## [SOURCE DOCUMENT]
---

Paul’s Desire for Israel (Romans 10:1-4)
Prepared and preached by Pastor Steve Rhodes for and at Bethel Friends Church on Sunday, August 8, 2021
On April 12, 2012, the White Sox’s pitcher Philip Humber pitched a perfect game. That is, he retired 27 batters in a row. No walks, no hits. It’s a feat that’s been accomplished by only 18 other pitchers in Major League Baseball’s 108-year-old history. But then in November of that same year, the White Sox cut him from their team roster.
An article in Sports Illustrated zeroed in on Humber’s deadly character flaw—perfectionism. The article’s subtitle read, “For one magical April afternoon, Philip Humber was flawless. But that random smile from the pitching gods came with a heavy burden: the pressure to live up to a standard no one can meet.” The article continued:
The biggest problem with Humber wasn’t his talent. It was, according to those close to him, the unrealistic expectations he set for himself. “He’s a perfectionist,” says Robert Ellis, [a former mentor to Humber.]”
Humber admitted, “After the game it was like, I’ve got to prove that the perfect game was not a fluke—I almost felt like I had to prove that I deserved to be on that list. I was thankful for it, but at the same time I wanted to make sure that everyone knew that this wasn’t a joke. I’m really good enough to do this.”
Every time Humber took the mound, he tried to be the pitcher he was in Seattle—but competence seemed unattainable, much less perfection. In his next start, he allowed nine runs in five innings. Two outings later he was bombed for eight runs in 2 1/3 innings. Every time he fell short of the new standard he set for himself, he pushed himself harder. He began spending more time than ever in the video room. He played with every imaginable grip for his pitches. He threw extra bullpen sessions. He ran more, lifted more. He asked teammates how they dealt with their struggles. He couldn’t understand why he couldn’t recapture the magic. “I just feel lost,” Humber said.
The article concluded with a ray of hope: “Philip Humber doesn’t know what will come next in his baseball story. This he knows: He’s done chasing perfection.”
My theme today is:
The Jewish people had a zeal for the Law, but missed Jesus, Who is the end of the Law.

---

## [DATASET RECORDS]
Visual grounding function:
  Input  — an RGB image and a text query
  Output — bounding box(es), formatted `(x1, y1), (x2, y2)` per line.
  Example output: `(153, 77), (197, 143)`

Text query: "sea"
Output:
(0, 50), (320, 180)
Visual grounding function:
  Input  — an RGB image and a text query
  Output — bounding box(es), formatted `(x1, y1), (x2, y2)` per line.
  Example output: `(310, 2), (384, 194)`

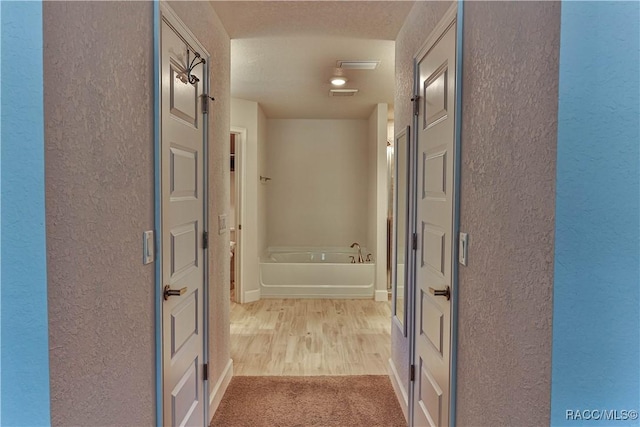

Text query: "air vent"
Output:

---

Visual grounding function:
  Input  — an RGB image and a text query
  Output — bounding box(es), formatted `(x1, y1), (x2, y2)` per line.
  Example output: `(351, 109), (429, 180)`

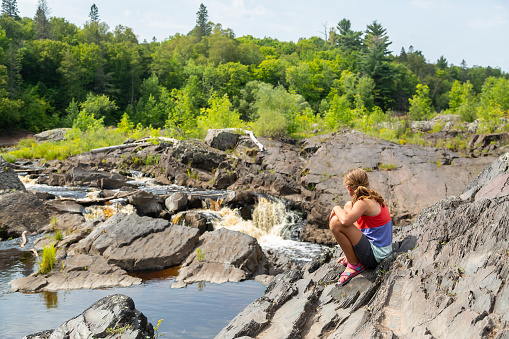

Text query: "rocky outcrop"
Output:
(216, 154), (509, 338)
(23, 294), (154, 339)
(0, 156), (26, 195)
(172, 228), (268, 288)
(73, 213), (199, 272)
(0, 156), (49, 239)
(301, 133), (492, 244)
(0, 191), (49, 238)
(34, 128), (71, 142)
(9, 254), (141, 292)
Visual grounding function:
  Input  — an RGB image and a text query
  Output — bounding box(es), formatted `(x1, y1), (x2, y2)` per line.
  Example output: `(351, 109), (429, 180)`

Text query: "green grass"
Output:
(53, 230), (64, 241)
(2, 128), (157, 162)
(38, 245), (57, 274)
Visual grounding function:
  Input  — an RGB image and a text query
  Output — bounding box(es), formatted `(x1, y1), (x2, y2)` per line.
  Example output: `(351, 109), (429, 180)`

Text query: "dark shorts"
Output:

---

## [DIRECTION A]
Answer these from the sermon on Romans 10:1-4:
(i) On what date did Philip Humber pitch his perfect game?
(ii) How many runs did he allow in his next start, and over how many innings?
(iii) What theme does the preacher announce for the day?
## [DIRECTION B]
Can you extend the sermon on Romans 10:1-4 with a few paragraphs that pick up right after its stated theme?

## [TASK RESULT A]
(i) April 12, 2012.
(ii) Nine runs in five innings.
(iii) The Jewish people had a zeal for the Law, but missed Jesus, Who is the end of the Law.

## [TASK RESULT B]
My application: Trust in Jesus for salvation and pray for the salvation of others.
- Again, let’s place this passage in context:
- Paul has been talking about how God can do with nations as He pleases.
- Romans 9:1-6 was about Paul’s heart for his brethren, the Jewish people. Paul wanted to be cursed so they could be saved.
- As I shared last week, we see in Romans chapter 9 an antinomy, that is an apparent contradiction, or a paradox. This is a mystery. There is a mystery which is God’s sovereignty alongside the freewill of human beings. God is sovereign and people have freewill, people are accountable for their actions, yet God does have a predetermined plan. There is a mystery regarding how much freewill we have and how God orchestrates things to accomplish His will.
- Romans 9 was showing that God is in charge. God is in control.
- So far Paul has given examples in order to show that God is faithful, and that God is in charge.
- In verses 7-13 (Romans 9:7-13) Paul showed that the promise to Abraham was going to go through Isaac, not Ishmael, and then through Jacob, not Esau. In verse 13 (Romans 9:13) God said that Jacob He has chosen, but Esau He has rejected.
- In verses 14-18 (Romans 9:14-18) Paul gives the example of Pharoah. God raised Pharoah up for His purposes and God hardened Pharoah’s heart for His purposes. God has the right to do with nations as He pleases and Pharoah was the head of Egypt. Further, Pharoah hardened his own heart.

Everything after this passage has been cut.